→ **Task details**
Each entry below is to be duplicated verbatim.
Start Task inputs
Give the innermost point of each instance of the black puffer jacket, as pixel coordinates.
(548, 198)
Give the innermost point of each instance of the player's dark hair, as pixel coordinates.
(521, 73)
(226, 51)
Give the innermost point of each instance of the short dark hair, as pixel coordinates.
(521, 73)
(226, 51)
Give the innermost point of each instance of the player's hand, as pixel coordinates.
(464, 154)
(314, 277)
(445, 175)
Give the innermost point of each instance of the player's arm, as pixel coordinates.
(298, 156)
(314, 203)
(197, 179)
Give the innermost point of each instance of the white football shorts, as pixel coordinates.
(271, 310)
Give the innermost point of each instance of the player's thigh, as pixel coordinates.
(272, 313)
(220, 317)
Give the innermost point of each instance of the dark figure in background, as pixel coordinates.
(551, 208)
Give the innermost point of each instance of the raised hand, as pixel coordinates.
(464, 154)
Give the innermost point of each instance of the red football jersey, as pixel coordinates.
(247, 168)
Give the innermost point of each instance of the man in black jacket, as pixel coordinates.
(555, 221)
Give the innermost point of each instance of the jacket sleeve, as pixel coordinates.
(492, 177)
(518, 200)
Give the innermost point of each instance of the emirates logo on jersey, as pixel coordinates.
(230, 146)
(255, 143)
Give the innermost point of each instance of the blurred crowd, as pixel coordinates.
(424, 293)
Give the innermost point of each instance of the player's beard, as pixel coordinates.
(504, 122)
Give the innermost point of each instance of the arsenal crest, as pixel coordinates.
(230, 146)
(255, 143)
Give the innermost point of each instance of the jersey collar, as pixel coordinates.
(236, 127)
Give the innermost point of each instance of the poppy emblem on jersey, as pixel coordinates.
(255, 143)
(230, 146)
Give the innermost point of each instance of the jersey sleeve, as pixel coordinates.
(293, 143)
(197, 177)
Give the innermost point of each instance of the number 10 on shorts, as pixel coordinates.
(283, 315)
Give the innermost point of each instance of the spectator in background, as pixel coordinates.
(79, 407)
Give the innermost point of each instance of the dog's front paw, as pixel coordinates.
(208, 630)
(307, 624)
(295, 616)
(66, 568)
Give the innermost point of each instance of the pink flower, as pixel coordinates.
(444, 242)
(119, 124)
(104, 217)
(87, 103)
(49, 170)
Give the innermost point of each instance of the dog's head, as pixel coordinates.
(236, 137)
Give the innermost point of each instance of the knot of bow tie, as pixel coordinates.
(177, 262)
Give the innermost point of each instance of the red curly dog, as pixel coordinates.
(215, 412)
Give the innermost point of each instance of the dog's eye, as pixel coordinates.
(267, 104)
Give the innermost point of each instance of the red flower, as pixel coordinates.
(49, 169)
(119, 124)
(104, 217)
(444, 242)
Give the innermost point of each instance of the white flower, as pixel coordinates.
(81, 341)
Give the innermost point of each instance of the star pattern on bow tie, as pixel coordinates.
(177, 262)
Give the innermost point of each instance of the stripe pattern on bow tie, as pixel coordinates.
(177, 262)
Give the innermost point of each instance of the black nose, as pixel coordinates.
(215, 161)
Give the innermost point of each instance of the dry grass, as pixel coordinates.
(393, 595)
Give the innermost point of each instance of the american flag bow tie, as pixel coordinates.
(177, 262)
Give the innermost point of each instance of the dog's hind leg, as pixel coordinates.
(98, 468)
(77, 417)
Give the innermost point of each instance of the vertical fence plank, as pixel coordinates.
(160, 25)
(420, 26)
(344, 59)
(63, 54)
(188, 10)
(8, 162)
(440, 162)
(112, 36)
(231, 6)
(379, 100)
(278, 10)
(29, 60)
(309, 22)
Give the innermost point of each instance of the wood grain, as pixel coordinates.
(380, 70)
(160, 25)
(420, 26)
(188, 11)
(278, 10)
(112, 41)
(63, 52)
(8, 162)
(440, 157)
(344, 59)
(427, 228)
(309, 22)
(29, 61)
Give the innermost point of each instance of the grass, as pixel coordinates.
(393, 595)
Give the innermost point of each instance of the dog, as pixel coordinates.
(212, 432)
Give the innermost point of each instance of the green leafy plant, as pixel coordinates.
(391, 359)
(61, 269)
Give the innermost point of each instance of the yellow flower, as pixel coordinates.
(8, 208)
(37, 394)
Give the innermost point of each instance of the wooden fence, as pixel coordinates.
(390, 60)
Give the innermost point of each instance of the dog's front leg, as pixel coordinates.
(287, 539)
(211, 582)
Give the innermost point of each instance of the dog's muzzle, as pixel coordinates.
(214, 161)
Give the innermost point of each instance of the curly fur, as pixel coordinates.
End Task inputs
→ **Result of this exercise**
Give the innermost point of each instance of the black puffer jacket, as pixel coordinates.
(548, 198)
Give the innermost point of each instance of the player's dark hair, as pixel coordinates.
(521, 73)
(226, 51)
Give the innermost point of each instance of the short dark hair, as pixel coordinates.
(521, 73)
(226, 51)
Give the innermost point of each instance of the player's hand, as pixel coordinates.
(464, 154)
(314, 277)
(445, 175)
Give the innermost point of each instance of the player's arm, as pixel coordinates.
(298, 156)
(314, 203)
(197, 179)
Give the innermost point of each instance of the white football shorts, as pixel coordinates.
(271, 310)
Give the innermost point of each instance of the player's thigh, as pixel coordinates.
(272, 313)
(220, 317)
Give the innermost point of each instance of the dark figure in background, as pixel coordinates.
(551, 208)
Give the innermost point of each instance of the raised hand, as pixel coordinates.
(464, 154)
Give the innermost point of each instance of the red football jersey, as pixel coordinates.
(247, 168)
Give the innermost point of each instance of the man in black jacket, as pixel coordinates.
(555, 221)
Give the innermost point of each instance of the jacket sleeve, as pixel coordinates.
(492, 177)
(518, 200)
Give the innermost point of each instance of the emirates logo on jersey, as pixel coordinates.
(230, 146)
(255, 143)
Give the innermost point of each instance of the blurred crowd, as pixel coordinates.
(424, 293)
Give the innermost point of each instance of the player's beard, as pixel coordinates.
(504, 122)
Give the innermost point of each instance of the arsenal crest, as pixel coordinates.
(230, 146)
(255, 143)
Give the innermost point of each instance of the jersey collar, as pixel coordinates.
(236, 127)
Give the innermost point of each instance of the poppy emblem on jersey, as pixel coordinates.
(255, 143)
(230, 146)
Give the innermost point of each instance of the jersey sleeve, as pixel coordinates.
(293, 143)
(197, 177)
Give the innermost point of each instance of the number 10 on shorts, as pixel coordinates.
(283, 315)
Give the innermost point of each instance of the spectator in background, as pixel coordinates.
(79, 407)
Give the innermost point of each instance of the dog's front paw, as pixel coordinates.
(208, 630)
(307, 624)
(295, 616)
(66, 568)
Give the innermost point of each instance of the pink flower, as pixel coordinates.
(444, 242)
(119, 124)
(104, 217)
(87, 103)
(49, 170)
Give the innermost point of each instance of the dog's head, as pixel coordinates.
(236, 137)
Give the innermost point of each instance of the knot of bow tie, as pixel coordinates.
(177, 262)
Give the innermost point of each instance of the red curly dog, as pixel coordinates.
(215, 412)
Give the innermost point of each instance of the dog's eye, as pixel coordinates.
(267, 104)
Give the innermost point of each instance of the red flower, as pixel coordinates.
(49, 169)
(119, 124)
(104, 217)
(444, 242)
Give the innermost point of each instance of the white flower, as pixel coordinates.
(81, 341)
Give the innermost point of each instance of the star pattern on bow tie, as pixel coordinates.
(177, 262)
Give the innermost point of each instance of the stripe pattern on bow tie, as pixel coordinates.
(177, 262)
Give the innermost point of each instance of the black nose, as pixel coordinates.
(215, 161)
Give the innermost point of each instance of the dry grass, as pixel coordinates.
(393, 595)
Give the innermost point of each instance of the american flag bow tie, as pixel coordinates.
(177, 262)
Give the innermost point of each instance of the dog's hind leg, as pixel coordinates.
(98, 468)
(77, 417)
Give the innermost point of each instance of the vertical fence plank, as pixel coordinates.
(160, 25)
(420, 26)
(344, 59)
(63, 54)
(188, 10)
(8, 162)
(440, 162)
(112, 36)
(231, 6)
(379, 100)
(278, 10)
(29, 60)
(309, 22)
Give the innermost point of each instance of the wood grain, as pixel coordinates.
(380, 70)
(160, 25)
(420, 26)
(188, 11)
(278, 10)
(112, 41)
(63, 52)
(8, 162)
(440, 157)
(344, 59)
(427, 228)
(309, 22)
(29, 61)
Give the innermost point of each instance of the grass, as pixel coordinates.
(393, 595)
Give the innermost point of each instance of the dog, as pixel coordinates.
(212, 432)
Give the innermost point of each instance of the green leafy plant, as pixel coordinates.
(391, 359)
(61, 269)
Give the innermost point of each instance of the yellow flower, as pixel coordinates.
(8, 208)
(37, 394)
Give the innermost point of each instance of the wooden fence, as pixel coordinates.
(390, 60)
Give the innermost point of each instance of the dog's front leg, as pixel coordinates.
(287, 539)
(211, 582)
Give the innermost point of each instance of the dog's muzzle, as pixel coordinates.
(214, 161)
Give the innermost point of each instance of the curly fur, as pixel coordinates.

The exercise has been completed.